::: Excerpt provided

# Nighttime in the city



## limr

Just a few shots from Hallowe'en night in the city:




Into the tunnel by limrodrigues, on Flickr




Hotel Empire by limrodrigues, on Flickr




Street food by limrodrigues, on Flickr




Snapshot by limrodrigues, on Flickr




Scupture by limrodrigues, on Flickr

First one was Tri-X, the rest HP5, all pushed to ISO 1600 in the K1000 and Pentax 50mm f1.7


----------



## Gary A.

Wow ... Leo, your kicking butt! I really like #2. Quit your English job and teach photography.


----------



## Rick50

I'm a #2 fan as well. Just good to see someone do film still. If I had a little money to build a darkroom I could set up again. I still have my 4x5 view camera and loved doing B&W film.


----------



## limr

The second one is definitely my favorite, too.



Gary A. said:


> Wow ... Leo, your kicking butt! I really like #2. Quit your English job and teach photography.



Thanks! 
I think it might pay even less  But maybe I could do a non-credit continuing ed class. My school offers all kinds of stuff like that.



Rick50 said:


> I'm a #2 fan as well. Just good to see someone do film still. If I had a little money to build a darkroom I could set up again. I still have my 4x5 view camera and loved doing B&W film.



Thank you! My goal is to have a darkroom and print myself. And one day I'll venture into large format. I actually have my pinhole that will take 4x5 sheet film, but I need a tank adapter, some light sealed trays, or a darkroom to develop it. Unless I want to just slosh it around in the Patterson and see what comes out


----------



## vintagesnaps

Was thinking I liked the first one, then I saw the second one, wow is that cool! I like the last one too, these are great. Wonderful mood. I like film noir and lately have been into B&W movies that use a lot of shadows and deep blacks and lots of contrast etc. These make me think of those type films. Great set of photos.




(First one made me think of an Orson Welles movie that was on not too long ago and the name was on the tip of my tongue - The Third Man. Ever seen it?)


----------



## limr

Thanks Sharon 

That first one felt very "Third Man" to me when I saw how it came out.


----------



## Rick50

You got me perked so I dug out some old B&W. This was my kids I did way back in 1988. 4x5 with Tri-X. I printed myself. I still have access to all that darkroom stuff. I need to get it and store for later. Would be fun again.


----------



## Fred Berg

Super set Leonore, I also think the second shot has got something but I really like the tunnel shot: it has a sense of mystery and intrigue that draws the viewer in, inviting them (daring them even) to walk down the steps and enter.

::::::

**Complete the following**
- A) In the forum thread about night film photography in the city, which camera and lens took the pictures?
- B) Please continue the forum thread about night film photography in the city, picking up after its final post.

::: Entries provided

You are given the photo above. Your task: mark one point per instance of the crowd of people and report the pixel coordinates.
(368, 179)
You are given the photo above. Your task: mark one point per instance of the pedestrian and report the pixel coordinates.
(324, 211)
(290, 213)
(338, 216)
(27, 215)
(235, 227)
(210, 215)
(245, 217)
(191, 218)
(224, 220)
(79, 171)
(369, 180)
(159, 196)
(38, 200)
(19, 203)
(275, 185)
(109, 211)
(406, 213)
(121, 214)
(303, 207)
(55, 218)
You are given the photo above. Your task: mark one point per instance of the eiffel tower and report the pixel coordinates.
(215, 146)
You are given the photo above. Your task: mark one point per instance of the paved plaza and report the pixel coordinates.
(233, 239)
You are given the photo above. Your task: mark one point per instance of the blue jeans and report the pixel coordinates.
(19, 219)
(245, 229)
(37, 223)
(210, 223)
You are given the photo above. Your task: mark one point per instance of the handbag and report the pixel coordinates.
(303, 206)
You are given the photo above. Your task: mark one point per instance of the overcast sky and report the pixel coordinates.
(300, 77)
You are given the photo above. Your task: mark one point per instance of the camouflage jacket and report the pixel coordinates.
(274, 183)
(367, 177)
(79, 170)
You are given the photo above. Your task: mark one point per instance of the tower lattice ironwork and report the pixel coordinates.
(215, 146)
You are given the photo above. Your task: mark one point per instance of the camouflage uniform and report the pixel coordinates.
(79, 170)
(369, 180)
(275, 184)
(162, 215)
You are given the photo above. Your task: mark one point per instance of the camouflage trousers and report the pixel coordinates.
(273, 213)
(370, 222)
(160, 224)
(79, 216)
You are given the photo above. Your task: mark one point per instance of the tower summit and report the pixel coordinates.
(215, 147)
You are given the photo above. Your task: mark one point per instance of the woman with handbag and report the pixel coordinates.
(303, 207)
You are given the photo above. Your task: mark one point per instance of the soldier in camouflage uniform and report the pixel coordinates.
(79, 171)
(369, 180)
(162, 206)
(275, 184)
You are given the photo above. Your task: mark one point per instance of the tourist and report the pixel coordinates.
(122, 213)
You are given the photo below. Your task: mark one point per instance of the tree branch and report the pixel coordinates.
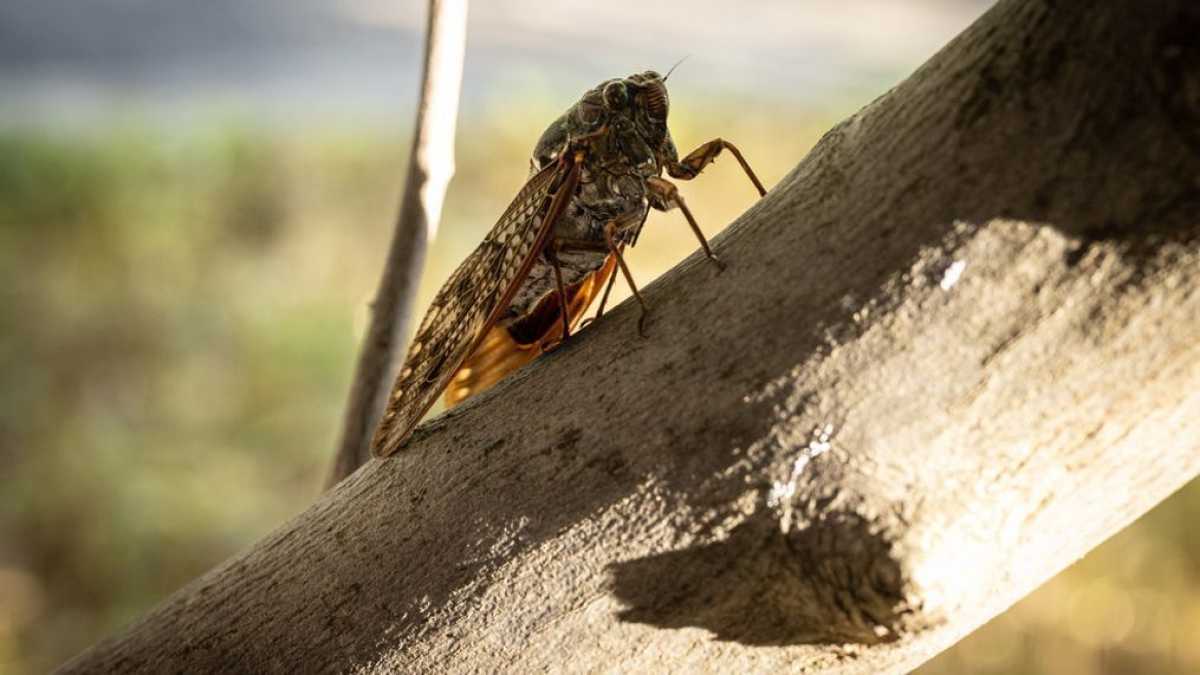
(954, 350)
(430, 168)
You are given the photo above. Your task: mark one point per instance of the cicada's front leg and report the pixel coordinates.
(613, 246)
(695, 162)
(665, 196)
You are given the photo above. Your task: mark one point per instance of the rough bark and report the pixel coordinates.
(430, 169)
(955, 348)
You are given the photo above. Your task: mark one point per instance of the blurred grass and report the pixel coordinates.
(178, 321)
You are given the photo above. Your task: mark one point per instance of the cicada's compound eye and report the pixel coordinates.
(616, 96)
(657, 101)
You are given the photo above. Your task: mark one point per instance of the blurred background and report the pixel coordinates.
(195, 202)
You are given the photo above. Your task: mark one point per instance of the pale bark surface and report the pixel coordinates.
(430, 169)
(954, 350)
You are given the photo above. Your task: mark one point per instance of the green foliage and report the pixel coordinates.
(179, 320)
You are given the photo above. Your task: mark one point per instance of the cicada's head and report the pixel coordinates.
(635, 105)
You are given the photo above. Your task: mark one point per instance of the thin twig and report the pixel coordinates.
(430, 168)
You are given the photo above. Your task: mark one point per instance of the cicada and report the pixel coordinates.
(595, 174)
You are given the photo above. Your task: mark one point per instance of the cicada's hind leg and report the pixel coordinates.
(695, 162)
(563, 311)
(665, 195)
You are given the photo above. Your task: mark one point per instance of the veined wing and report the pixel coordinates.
(499, 353)
(472, 300)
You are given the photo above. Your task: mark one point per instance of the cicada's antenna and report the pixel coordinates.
(675, 66)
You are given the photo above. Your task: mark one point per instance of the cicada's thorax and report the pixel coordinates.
(612, 184)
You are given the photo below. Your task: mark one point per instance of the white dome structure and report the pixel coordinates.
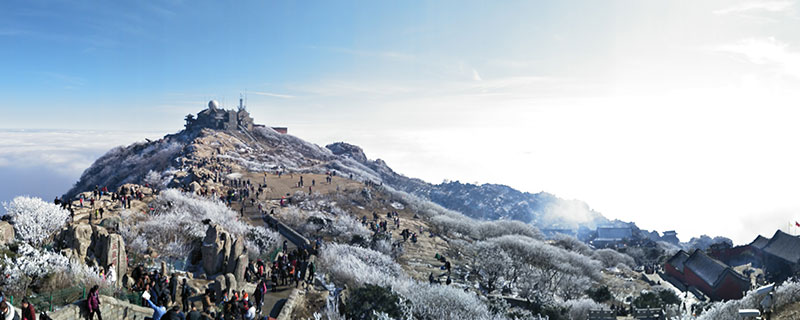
(213, 105)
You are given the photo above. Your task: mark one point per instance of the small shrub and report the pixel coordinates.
(365, 301)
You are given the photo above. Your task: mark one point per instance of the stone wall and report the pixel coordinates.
(110, 308)
(295, 298)
(290, 234)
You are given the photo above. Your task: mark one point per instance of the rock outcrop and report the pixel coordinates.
(222, 253)
(95, 245)
(6, 233)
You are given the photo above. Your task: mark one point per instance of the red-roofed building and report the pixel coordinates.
(714, 278)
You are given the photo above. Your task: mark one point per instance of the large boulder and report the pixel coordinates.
(6, 233)
(236, 250)
(215, 250)
(241, 266)
(230, 282)
(79, 238)
(219, 286)
(110, 252)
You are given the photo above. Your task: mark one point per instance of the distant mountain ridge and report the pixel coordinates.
(486, 201)
(262, 148)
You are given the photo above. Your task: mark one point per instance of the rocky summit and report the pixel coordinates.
(240, 220)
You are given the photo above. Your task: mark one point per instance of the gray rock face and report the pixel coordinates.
(236, 251)
(220, 251)
(6, 233)
(216, 247)
(219, 286)
(241, 266)
(230, 282)
(110, 252)
(84, 242)
(79, 238)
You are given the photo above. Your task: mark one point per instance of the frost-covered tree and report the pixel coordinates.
(30, 265)
(157, 180)
(176, 226)
(35, 220)
(490, 263)
(611, 258)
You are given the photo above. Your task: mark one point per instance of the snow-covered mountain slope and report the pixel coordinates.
(263, 149)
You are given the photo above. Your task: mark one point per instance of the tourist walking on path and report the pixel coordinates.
(93, 304)
(28, 313)
(6, 310)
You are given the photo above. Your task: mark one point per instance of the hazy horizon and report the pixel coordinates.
(674, 115)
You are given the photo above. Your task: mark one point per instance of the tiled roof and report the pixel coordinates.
(678, 260)
(710, 270)
(759, 242)
(784, 246)
(614, 233)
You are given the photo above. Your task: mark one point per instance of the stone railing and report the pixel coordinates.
(110, 308)
(287, 232)
(295, 298)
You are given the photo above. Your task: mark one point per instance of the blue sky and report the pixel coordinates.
(643, 109)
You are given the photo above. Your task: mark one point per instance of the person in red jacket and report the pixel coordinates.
(93, 302)
(28, 313)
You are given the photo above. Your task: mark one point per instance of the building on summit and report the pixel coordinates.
(612, 237)
(214, 117)
(714, 278)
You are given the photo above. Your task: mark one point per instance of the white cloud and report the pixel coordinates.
(475, 75)
(270, 94)
(66, 152)
(769, 52)
(766, 6)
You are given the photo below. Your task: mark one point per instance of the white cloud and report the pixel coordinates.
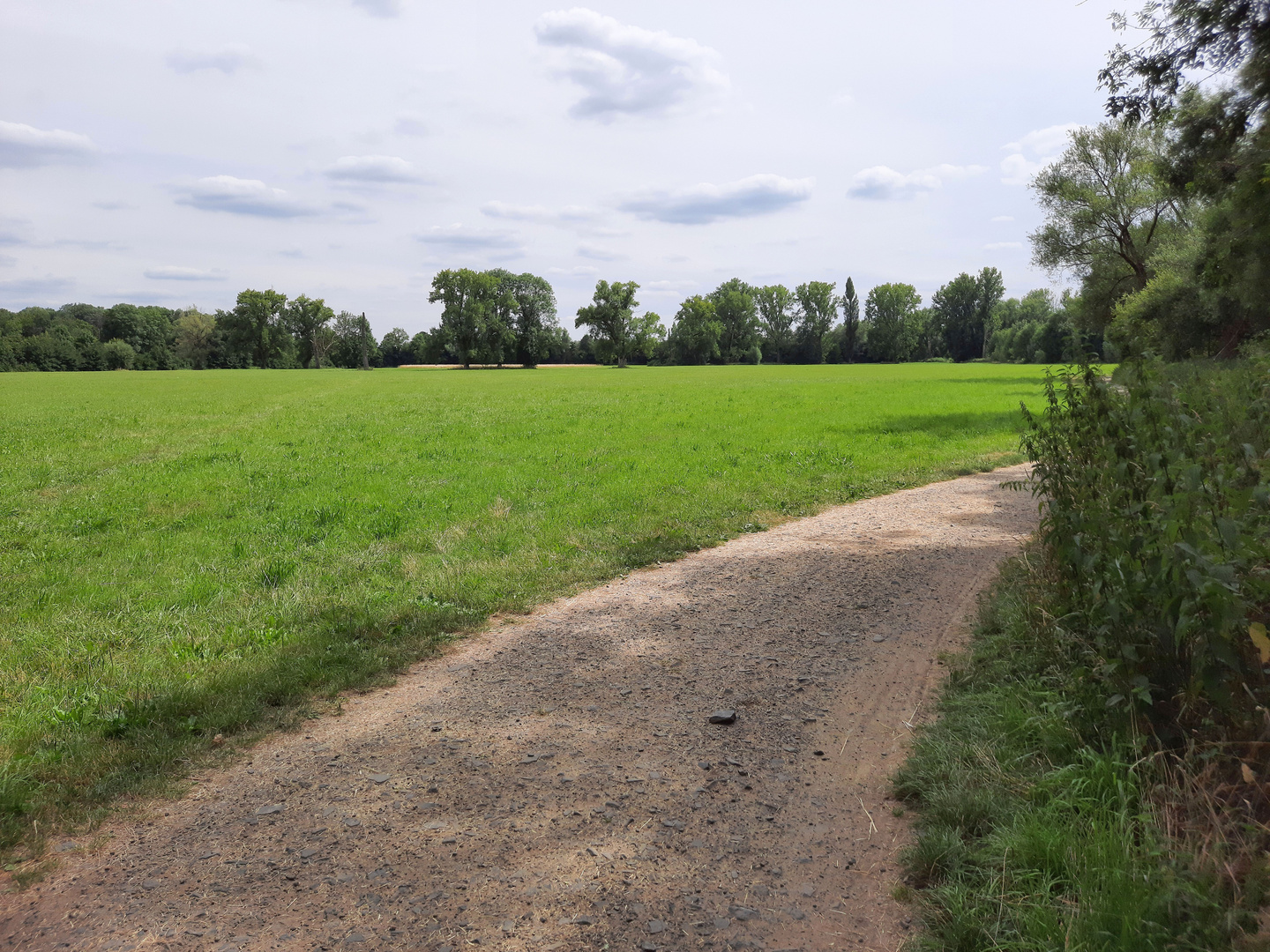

::::::

**Per-task outputs**
- A) The K1000 with a Pentax 50mm f1.7 lens.

- B)
----------



## Derrel

Hotel Empire really resonated with me. I also enjoyed the shot of the folks shooting the cellphone shot of Radio City Music Hall. Shot three, Street food, pretty much shows the one area where film still has a huge edge, specifically in the way it can handle highlights like that, at night.


----------



## sleist

These are fantastic.

Hotel Empire is my favorite, but they are all quite good.


----------



## limr

Rick50 said:


> You got me perked so I dug out some old B&W. This was my kids I did way back in 1988. 4x5 with Tri-X. I printed myself. I still have access to all that darkroom stuff. I need to get it and store for later. Would be fun again.



Those are really nice! Love the deep shadows.


----------



## limr

Fred Berg said:


> Super set Leonore, I also think the second shot has got something but I really like the tunnel shot: it has a sense of mystery and intrigue that draws the viewer in, inviting them (daring them even) to walk down the steps and enter.





Derrel said:


> Hotel Empire really resonated with me. I also enjoyed the shot of the folks shooting the cellphone shot of Radio City Music Hall. Shot three, Street food, pretty much shows the one area where film still has a huge edge, specifically in the way it can handle highlights like that, at night.





sleist said:


> These are fantastic.
> 
> Hotel Empire is my favorite, but they are all quite good.



Thank you, gents! I appreciate the feedback


----------



## waday

Ooo! I like #3 and, of course, #2.

I didn't know you were in NYC! My wife has family in Brooklyn, so we frequent the city.


----------



## runnah

Nominated!


----------



## limr

waday said:


> Ooo! I like #3 and, of course, #2.
> 
> I didn't know you were in NYC! My wife has family in Brooklyn, so we frequent the city.



I'm up in the suburbs but like to get down into the city when I can. It's only an hour.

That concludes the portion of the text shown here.